§ **WHAT THE EXERCISE ASKS**
Quote every one of the records below word for word, leaving nothing out and changing nothing.

[Stored records]
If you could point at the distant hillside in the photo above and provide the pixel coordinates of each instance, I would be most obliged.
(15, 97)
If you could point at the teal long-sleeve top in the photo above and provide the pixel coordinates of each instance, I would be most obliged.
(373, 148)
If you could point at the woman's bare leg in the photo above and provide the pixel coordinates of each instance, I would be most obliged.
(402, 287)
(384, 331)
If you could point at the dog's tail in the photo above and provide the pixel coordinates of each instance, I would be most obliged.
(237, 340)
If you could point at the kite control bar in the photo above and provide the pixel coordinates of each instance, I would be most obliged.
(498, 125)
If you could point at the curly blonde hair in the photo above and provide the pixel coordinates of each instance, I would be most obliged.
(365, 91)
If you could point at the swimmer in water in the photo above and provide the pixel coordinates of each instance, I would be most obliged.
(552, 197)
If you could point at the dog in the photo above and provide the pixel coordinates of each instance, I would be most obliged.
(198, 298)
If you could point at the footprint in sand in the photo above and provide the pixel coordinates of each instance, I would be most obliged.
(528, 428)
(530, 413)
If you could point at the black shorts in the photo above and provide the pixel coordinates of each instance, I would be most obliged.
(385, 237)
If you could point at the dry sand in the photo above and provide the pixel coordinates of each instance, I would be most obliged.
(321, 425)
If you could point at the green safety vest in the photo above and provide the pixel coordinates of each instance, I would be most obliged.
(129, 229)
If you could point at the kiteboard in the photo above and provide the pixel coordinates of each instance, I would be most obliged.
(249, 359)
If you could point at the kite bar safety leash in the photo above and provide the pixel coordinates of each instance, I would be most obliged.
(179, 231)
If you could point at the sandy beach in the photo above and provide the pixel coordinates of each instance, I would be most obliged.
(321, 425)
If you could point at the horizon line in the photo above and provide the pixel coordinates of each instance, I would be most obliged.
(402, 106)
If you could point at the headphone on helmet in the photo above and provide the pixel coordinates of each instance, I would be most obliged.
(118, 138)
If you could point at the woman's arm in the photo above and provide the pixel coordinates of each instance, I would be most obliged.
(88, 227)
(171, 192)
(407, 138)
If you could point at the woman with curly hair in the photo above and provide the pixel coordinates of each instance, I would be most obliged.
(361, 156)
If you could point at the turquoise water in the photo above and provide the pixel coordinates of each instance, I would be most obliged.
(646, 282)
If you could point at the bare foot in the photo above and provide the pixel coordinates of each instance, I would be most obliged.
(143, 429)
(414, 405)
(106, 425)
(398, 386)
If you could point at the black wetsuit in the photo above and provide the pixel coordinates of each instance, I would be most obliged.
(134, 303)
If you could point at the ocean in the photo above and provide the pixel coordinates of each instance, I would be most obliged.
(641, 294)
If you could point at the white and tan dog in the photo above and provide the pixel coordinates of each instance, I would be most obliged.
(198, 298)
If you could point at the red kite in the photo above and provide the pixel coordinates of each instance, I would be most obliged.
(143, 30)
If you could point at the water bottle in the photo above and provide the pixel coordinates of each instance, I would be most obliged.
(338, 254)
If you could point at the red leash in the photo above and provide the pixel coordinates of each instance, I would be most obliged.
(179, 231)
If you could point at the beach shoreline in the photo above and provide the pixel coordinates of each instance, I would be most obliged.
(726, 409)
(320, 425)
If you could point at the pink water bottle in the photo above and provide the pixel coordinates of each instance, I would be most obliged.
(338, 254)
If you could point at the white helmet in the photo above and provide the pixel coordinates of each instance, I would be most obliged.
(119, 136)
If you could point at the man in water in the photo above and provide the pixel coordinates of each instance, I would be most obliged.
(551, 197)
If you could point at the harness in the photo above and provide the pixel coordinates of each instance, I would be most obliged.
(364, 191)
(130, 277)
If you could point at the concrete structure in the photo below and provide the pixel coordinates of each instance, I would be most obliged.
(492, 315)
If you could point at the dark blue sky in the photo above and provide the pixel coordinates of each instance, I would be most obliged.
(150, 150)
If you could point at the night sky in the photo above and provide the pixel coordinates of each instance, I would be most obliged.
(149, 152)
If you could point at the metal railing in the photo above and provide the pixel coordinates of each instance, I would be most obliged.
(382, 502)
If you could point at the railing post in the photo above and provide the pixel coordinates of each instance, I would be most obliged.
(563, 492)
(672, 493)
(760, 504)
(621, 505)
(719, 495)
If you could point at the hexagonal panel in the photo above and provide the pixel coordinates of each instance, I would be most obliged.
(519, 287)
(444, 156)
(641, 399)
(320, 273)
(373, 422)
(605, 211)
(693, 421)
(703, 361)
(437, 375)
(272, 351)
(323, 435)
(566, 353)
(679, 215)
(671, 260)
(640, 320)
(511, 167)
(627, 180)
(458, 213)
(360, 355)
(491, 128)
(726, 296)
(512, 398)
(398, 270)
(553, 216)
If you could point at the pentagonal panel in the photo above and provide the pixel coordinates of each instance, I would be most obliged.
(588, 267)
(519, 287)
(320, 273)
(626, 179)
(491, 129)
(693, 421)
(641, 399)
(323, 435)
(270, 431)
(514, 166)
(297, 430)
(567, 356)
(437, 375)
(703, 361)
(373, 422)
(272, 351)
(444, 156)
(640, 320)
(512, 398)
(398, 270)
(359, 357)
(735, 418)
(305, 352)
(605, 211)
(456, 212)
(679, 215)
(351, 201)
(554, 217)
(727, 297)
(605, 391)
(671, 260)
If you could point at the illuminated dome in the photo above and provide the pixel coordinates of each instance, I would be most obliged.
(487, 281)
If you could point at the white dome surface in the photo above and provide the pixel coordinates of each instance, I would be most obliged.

§ **FULL RESPONSE**
If you could point at the distant hillside in the photo above and provide the pixel coordinates of each instance, I would be most obliged.
(15, 97)
If you could point at the teal long-sleeve top in the photo above and provide the pixel coordinates of each instance, I would be most obliged.
(373, 148)
If you could point at the woman's bare leg in the photo above and provide the pixel coordinates of each instance, I would be most obliged.
(402, 287)
(384, 331)
If you could point at the dog's tail in the photo above and provide the pixel coordinates of each instance, I would be most obliged.
(237, 340)
If you could point at the kite control bar in the photo above and provide the pixel coordinates of each instance, I would be most obliged.
(498, 125)
If you could point at the curly blonde hair in the photo above and provide the pixel coordinates of each instance, I would be most obliged.
(365, 91)
If you could point at the swimmer in water in the photo above and provide the pixel coordinates of each instance, I would be most obliged.
(552, 197)
If you could point at the dog in the photo above and provide the pixel coordinates of each instance, I would be most obliged.
(198, 298)
If you could point at the footprint in sand in the photo above and provide the pixel coordinates of each instance, I would be most obliged.
(528, 428)
(530, 413)
If you could point at the black shorts in the photo above and provide the pixel coordinates of each instance, I would be most obliged.
(385, 237)
If you could point at the dry sand in the photo above and provide the pixel coordinates of each instance, I would be most obliged.
(321, 425)
If you could point at the green safety vest in the photo above and provide the pixel coordinates of each instance, I would be most obliged.
(129, 229)
If you could point at the kiteboard in the photo above and provide the pixel coordinates of each instance, I would be most obliged.
(249, 359)
If you could point at the kite bar safety leash in the photo above and provide the pixel coordinates of each instance, I would be most obliged.
(179, 231)
If you could point at the sandy beach in the photo above and provide the pixel coordinates of each instance, I would be most obliged.
(321, 425)
If you could point at the horizon line in the photo above and provide the pixel coordinates of each instance, I would be most obliged.
(402, 106)
If you could point at the headphone on helmet in the photo above and provide the pixel coordinates of each instance, I would be most obliged.
(118, 138)
If you could point at the woman's arm in the photo above and provide the pixel coordinates of each instance, I would be most obliged.
(88, 227)
(171, 192)
(407, 138)
If you could point at the woman with curly hair in the photo above and provide the pixel coordinates of each instance, I would be most obliged.
(361, 156)
If you could point at the turquoise water in the photo above and provide the pixel coordinates of each instance, I would be most obliged.
(646, 282)
If you could point at the bare foot in the photo above and provide the pixel coordinates of each instance, I would be most obliged.
(143, 429)
(414, 405)
(106, 425)
(398, 386)
If you could point at the black wetsuit in the photo above and provide the pixel coordinates of each instance, I would be most obliged.
(134, 303)
If you could point at the ocean in the photo above and provide the pixel coordinates of each instance, I would be most obliged.
(641, 294)
If you could point at the white and tan dog in the photo above and provide the pixel coordinates of each instance, I would be most obliged.
(198, 298)
If you could point at the red kite in the photo above and provide the pixel coordinates of each instance, I would be most obliged.
(143, 30)
If you could point at the water bottle in the photo above and provide the pixel coordinates of each instance, I would be most obliged.
(338, 254)
If you could point at the red leash in the photo above and provide the pixel coordinates of each instance, I would be most obliged.
(179, 231)
If you could point at the beach shoreline in the photo above and provide the pixel coordinates of each instance, I would be most obliged.
(726, 409)
(320, 425)
If you could point at the pink water bottle in the photo above and provide the pixel coordinates of each instance, I would be most obliged.
(338, 254)
If you could point at the white helmet in the photo above and provide the pixel coordinates of each instance, I would be most obliged.
(119, 136)
If you could point at the man in water in the photo above and provide the pixel coordinates of each instance, I would be most obliged.
(551, 197)
If you could point at the harness in the photo above and provide the pixel coordinates of each instance, I would be most obliged.
(364, 191)
(130, 277)
If you could point at the concrete structure in the photo below and provide the pixel coordinates of each instance, I would be most obliged.
(492, 315)
If you could point at the dark blue sky in the photo above and provide the pixel coordinates of each instance, I would be most obliged.
(150, 150)
If you could point at the night sky in the photo above and provide the pixel coordinates of each instance, I would be most obliged.
(149, 152)
If you could point at the metal railing in the photo above and provide the pixel coordinates of each instance, I would be most obliged.
(382, 502)
If you could point at the railing post in the photo above and provide the pixel coordinates of each instance, I would be most obliged.
(563, 492)
(672, 493)
(760, 504)
(621, 505)
(719, 495)
If you could point at the hexagonal panel in the photo above and provide the pixel coordinates of each instance, I would be most obliged.
(519, 287)
(444, 156)
(641, 399)
(320, 273)
(373, 422)
(605, 211)
(693, 421)
(703, 361)
(437, 375)
(272, 351)
(323, 435)
(566, 353)
(679, 215)
(671, 260)
(640, 320)
(511, 167)
(627, 180)
(458, 213)
(360, 355)
(491, 128)
(726, 296)
(512, 398)
(398, 270)
(553, 216)
If you could point at the pentagonal panel in the photo above and provide the pixel coordinates of each instance, I would be most obliged.
(588, 267)
(519, 287)
(320, 273)
(626, 179)
(491, 129)
(693, 421)
(641, 399)
(323, 435)
(270, 431)
(514, 166)
(297, 430)
(567, 356)
(437, 375)
(703, 361)
(373, 422)
(272, 351)
(444, 156)
(640, 320)
(512, 398)
(398, 270)
(359, 357)
(735, 418)
(305, 352)
(605, 211)
(456, 212)
(679, 215)
(351, 201)
(554, 217)
(727, 297)
(605, 391)
(671, 260)
If you could point at the illuminated dome in the photo above and provide the pixel coordinates of each instance, I would be most obliged.
(487, 281)
If you could point at the white dome surface in the photo above and provide the pixel coordinates of each instance, I would be most obliged.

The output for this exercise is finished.